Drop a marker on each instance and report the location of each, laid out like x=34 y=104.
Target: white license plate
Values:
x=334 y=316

* * *

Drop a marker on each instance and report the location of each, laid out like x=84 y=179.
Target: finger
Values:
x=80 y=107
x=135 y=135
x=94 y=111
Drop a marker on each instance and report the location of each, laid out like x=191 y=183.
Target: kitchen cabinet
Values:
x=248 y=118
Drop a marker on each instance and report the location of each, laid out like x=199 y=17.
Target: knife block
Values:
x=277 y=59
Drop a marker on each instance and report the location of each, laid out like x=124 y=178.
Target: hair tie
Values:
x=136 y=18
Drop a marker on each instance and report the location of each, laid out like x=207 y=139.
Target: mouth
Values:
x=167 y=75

**The task**
Rewrite only the listing lines from the line with "like x=34 y=104." up to and including the line with "x=334 y=316", changing "Drop a marker" to "Place a pin" and keeping everything else the same.

**Answer for the task**
Place a pin on each instance and report the location of each, laid out like x=34 y=104.
Target: white license plate
Values:
x=334 y=316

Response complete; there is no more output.